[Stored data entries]
##############################

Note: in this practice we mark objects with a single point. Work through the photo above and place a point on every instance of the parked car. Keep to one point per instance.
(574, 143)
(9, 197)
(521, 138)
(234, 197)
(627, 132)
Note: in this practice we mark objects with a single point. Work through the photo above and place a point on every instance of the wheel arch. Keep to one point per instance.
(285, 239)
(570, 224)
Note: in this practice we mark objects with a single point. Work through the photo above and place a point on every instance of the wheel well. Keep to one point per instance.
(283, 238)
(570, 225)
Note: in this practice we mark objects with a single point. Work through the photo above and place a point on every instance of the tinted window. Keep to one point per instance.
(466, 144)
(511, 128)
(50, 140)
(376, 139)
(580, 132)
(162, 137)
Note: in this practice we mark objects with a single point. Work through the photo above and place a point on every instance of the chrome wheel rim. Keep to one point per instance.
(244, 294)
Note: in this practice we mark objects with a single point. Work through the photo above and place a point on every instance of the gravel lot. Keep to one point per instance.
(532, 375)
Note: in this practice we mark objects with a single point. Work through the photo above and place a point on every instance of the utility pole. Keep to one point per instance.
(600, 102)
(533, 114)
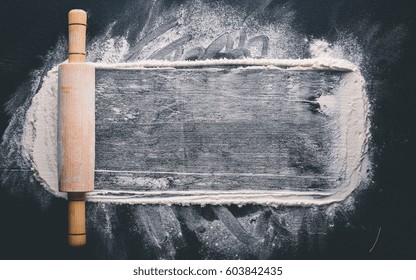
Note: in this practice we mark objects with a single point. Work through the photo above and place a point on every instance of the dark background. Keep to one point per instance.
(30, 28)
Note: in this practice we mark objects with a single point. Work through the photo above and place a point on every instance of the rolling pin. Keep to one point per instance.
(76, 127)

##############################

YOUR ASSIGNMENT:
Excluding the pictures, write out exactly the lines from the line that contains "pole. Keep to one point per instance." through the end of the records.

RESPONSE:
Note: in this practice we mark objects with a single point. Work through the photo above and place a point on every instance of the utility pole. Keep to one point per instance.
(600, 102)
(533, 114)
Note: in this practice we mark objects with a single point. Work through the photo above and place a point on every instance of the dark background. Keep to one point per instance.
(30, 28)
Note: in this practice we mark objects with a single point. Work through the photo above and place a point on every instance of the rolling pin. Keep to one point per instance.
(76, 127)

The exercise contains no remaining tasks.